┏━━
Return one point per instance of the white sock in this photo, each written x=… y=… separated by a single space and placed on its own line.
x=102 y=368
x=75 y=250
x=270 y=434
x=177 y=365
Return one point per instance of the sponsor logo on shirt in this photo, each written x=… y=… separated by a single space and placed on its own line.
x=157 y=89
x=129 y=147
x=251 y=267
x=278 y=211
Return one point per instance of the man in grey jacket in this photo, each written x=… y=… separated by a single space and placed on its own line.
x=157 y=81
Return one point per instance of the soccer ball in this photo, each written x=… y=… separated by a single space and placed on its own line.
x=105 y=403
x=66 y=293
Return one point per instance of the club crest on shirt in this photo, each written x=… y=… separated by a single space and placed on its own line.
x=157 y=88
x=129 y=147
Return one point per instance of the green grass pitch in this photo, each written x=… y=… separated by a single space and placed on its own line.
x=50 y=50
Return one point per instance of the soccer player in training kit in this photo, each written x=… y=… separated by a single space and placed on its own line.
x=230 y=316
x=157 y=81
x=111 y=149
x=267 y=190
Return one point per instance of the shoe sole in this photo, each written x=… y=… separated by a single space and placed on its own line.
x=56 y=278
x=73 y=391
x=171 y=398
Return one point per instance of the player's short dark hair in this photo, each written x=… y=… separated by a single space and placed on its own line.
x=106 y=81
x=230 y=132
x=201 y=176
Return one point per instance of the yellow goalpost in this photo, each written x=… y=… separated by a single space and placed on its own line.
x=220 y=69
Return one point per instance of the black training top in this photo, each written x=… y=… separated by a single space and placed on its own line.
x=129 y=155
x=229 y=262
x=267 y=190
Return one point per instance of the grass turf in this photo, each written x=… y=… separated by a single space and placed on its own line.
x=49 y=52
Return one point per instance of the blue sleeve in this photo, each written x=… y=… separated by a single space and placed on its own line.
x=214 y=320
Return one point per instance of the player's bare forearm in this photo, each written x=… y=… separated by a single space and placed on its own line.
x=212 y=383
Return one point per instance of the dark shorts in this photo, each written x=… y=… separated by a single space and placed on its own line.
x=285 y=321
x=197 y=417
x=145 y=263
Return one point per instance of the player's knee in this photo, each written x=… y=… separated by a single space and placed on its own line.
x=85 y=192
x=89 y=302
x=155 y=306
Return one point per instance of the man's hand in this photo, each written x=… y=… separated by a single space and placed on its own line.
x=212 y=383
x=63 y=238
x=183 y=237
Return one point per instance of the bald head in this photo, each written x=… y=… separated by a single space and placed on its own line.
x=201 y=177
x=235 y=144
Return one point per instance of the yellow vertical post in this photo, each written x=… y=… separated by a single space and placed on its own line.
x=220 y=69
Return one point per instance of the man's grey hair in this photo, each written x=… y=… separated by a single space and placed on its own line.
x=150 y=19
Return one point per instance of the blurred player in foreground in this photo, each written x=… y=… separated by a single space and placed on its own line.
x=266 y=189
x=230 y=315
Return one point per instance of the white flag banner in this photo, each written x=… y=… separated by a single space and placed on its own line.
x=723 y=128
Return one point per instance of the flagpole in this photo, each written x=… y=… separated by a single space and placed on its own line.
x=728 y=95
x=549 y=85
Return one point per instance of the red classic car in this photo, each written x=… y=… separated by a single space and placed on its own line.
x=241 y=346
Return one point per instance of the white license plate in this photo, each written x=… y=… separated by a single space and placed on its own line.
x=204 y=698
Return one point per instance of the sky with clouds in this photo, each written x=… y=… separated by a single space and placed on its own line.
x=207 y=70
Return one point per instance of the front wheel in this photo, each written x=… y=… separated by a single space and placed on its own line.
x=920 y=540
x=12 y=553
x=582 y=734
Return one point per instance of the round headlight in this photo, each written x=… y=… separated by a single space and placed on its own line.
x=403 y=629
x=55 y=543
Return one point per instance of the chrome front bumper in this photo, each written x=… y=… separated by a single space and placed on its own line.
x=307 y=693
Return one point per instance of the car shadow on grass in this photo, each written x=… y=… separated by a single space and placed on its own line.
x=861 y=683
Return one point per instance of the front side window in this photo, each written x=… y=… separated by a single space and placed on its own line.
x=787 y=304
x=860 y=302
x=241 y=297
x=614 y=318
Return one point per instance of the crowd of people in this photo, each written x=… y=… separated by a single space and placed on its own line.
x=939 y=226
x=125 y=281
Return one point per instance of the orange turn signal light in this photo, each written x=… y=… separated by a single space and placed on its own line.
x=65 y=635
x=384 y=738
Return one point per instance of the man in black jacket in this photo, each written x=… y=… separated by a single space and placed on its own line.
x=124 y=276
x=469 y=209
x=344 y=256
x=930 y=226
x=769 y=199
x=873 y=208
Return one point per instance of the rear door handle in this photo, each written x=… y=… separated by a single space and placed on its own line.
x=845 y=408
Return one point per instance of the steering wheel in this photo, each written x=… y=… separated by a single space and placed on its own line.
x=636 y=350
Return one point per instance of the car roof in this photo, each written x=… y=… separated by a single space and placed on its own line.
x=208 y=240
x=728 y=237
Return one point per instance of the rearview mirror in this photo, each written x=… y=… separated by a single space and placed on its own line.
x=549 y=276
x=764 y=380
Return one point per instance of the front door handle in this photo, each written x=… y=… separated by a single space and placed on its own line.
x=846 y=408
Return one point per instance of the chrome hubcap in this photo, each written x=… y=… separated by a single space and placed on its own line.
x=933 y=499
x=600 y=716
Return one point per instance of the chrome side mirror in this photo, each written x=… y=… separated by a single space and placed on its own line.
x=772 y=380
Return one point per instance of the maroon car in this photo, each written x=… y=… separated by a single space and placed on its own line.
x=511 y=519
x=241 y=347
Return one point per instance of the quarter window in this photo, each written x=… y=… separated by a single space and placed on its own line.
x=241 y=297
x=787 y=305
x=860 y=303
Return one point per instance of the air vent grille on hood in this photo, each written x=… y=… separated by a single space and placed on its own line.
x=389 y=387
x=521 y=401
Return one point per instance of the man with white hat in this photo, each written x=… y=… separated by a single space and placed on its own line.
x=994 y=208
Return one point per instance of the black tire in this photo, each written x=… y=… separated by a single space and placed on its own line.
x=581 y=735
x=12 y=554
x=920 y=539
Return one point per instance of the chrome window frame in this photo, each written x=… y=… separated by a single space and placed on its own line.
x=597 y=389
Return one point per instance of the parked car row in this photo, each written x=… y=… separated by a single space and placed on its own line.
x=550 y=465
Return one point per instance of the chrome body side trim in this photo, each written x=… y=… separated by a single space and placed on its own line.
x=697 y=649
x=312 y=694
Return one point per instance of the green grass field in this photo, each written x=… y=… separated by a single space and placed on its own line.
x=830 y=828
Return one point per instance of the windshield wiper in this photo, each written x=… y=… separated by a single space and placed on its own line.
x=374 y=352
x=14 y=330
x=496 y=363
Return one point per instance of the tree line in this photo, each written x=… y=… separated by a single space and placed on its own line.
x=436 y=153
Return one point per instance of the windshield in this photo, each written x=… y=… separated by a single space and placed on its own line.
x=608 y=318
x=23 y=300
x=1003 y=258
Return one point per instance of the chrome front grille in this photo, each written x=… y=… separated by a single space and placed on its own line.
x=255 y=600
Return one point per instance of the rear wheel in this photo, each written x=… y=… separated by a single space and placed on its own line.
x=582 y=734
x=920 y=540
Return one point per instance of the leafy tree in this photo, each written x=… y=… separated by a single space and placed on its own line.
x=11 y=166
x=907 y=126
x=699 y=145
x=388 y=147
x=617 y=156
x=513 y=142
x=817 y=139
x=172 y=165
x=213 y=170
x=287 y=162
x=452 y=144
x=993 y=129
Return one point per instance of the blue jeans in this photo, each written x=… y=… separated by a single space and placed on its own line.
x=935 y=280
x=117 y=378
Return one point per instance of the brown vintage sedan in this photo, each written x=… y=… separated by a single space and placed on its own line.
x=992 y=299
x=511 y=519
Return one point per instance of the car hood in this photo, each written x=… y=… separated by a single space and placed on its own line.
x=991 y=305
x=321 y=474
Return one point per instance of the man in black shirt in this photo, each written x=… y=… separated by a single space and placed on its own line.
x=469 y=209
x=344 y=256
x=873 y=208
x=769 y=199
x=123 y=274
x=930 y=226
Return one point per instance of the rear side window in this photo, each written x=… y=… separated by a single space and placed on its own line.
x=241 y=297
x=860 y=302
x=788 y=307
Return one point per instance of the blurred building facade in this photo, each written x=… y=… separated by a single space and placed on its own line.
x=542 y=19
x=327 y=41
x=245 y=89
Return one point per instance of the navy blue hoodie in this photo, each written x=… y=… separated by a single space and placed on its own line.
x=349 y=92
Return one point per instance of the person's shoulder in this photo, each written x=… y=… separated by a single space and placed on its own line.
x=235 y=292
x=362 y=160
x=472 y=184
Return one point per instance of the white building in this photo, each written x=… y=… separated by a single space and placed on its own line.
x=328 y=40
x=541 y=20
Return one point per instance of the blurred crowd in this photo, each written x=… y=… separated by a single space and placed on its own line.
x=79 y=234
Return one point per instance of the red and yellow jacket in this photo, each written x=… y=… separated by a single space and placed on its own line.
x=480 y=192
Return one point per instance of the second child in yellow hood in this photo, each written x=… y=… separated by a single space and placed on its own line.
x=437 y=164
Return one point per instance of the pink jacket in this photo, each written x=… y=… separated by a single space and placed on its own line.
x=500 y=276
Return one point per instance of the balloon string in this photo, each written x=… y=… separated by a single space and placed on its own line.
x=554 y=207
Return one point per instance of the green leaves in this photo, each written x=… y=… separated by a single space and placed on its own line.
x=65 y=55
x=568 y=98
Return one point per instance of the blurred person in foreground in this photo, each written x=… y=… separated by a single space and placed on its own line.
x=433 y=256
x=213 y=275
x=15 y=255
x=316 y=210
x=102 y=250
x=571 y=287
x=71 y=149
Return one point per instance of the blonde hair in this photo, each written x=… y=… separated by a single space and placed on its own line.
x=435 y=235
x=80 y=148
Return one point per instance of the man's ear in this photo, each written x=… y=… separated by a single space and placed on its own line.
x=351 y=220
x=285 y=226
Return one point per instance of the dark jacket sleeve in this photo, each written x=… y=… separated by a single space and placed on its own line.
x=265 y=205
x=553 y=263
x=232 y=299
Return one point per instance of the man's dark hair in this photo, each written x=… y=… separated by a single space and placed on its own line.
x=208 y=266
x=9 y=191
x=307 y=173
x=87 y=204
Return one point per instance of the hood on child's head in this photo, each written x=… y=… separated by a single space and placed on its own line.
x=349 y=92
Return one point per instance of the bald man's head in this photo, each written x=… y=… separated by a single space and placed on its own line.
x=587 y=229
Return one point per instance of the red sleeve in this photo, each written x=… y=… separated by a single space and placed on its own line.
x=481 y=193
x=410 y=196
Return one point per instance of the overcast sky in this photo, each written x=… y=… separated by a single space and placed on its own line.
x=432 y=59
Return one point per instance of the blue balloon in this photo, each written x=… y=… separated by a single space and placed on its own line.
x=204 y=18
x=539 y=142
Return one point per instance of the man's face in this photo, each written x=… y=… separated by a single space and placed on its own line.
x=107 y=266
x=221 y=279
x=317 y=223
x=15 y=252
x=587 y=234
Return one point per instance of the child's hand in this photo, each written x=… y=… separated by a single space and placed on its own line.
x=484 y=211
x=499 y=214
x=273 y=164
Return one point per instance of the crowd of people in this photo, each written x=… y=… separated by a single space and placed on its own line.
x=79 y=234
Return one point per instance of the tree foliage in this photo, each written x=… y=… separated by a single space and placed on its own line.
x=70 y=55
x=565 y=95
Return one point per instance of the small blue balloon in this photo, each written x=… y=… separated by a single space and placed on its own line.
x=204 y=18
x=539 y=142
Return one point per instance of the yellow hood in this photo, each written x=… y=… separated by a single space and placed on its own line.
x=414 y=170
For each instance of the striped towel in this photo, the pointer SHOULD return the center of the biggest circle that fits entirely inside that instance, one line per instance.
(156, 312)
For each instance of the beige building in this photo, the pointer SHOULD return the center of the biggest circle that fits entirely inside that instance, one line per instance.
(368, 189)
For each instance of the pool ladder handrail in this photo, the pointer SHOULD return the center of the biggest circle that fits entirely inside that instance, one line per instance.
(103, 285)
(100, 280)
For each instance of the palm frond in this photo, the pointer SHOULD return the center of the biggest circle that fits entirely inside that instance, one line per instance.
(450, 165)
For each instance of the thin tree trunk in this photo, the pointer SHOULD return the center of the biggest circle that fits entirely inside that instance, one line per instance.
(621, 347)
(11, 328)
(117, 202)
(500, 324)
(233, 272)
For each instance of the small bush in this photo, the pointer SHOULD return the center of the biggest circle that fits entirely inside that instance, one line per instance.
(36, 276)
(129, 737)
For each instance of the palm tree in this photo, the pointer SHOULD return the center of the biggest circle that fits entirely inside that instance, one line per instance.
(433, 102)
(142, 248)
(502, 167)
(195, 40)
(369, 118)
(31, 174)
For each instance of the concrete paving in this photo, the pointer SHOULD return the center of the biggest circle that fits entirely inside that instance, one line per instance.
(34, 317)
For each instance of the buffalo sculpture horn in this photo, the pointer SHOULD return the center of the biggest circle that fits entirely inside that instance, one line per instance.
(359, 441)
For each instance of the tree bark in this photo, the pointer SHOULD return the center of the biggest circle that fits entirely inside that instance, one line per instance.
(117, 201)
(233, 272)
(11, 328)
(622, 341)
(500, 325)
┗━━
- _What the exercise asks_
Carry over the part of the records that opens with the line containing "Return one point per instance of the round" and closes with the line containing "x=846 y=408", both lines included, and add 12 to every coordinate in the answers.

- _Exercise output_
Return one point per instance of the round headlight in this photo, each written x=… y=… separated by a single space and placed on its own line.
x=415 y=641
x=67 y=555
Return one point per instance of the chrome front bumper in this photo, each written x=… y=… separated by a single space and placed on its own line.
x=319 y=705
Return one point per instance of the car shadow on grass in this photo, each written x=… y=… separated by a single space and placed on its own line.
x=873 y=695
Return one point per instance of the front side window in this photo, each written x=… y=… separated by a single space and placed on its own line.
x=799 y=316
x=872 y=314
x=253 y=309
x=626 y=330
Return one point per instance of the crowd of people in this photo, each written x=… y=… separated by a single space and placed on its own line.
x=951 y=238
x=137 y=293
Return one point per instance of the orange turn signal light in this photo, each written x=… y=… separated by a single space and placed on its own line.
x=77 y=647
x=396 y=750
Return one point per instance of the man in black jacket in this photo, each written x=… y=… separated by a single space and placed on its own line.
x=136 y=288
x=481 y=221
x=356 y=268
x=942 y=238
x=781 y=211
x=885 y=220
Return one point per instance of the rear door handle in this photo, each written x=… y=… separated by a single space and placed on its own line.
x=857 y=420
Return one point per instance of the steering wheel in this photo, each written x=… y=… separated by a single space and placed on its own line.
x=648 y=362
Return one point per instance of the car roof in this photo, each written x=… y=… separated by a single space and placed on its own line.
x=220 y=252
x=740 y=249
Return one point per instance of the rearview mirror in this photo, each written x=… y=… separated by a single space and placed on its own line.
x=561 y=288
x=776 y=392
Return one point per instance of the front door handle in this photo, each written x=… y=… separated by a single space and placed on its own line.
x=858 y=420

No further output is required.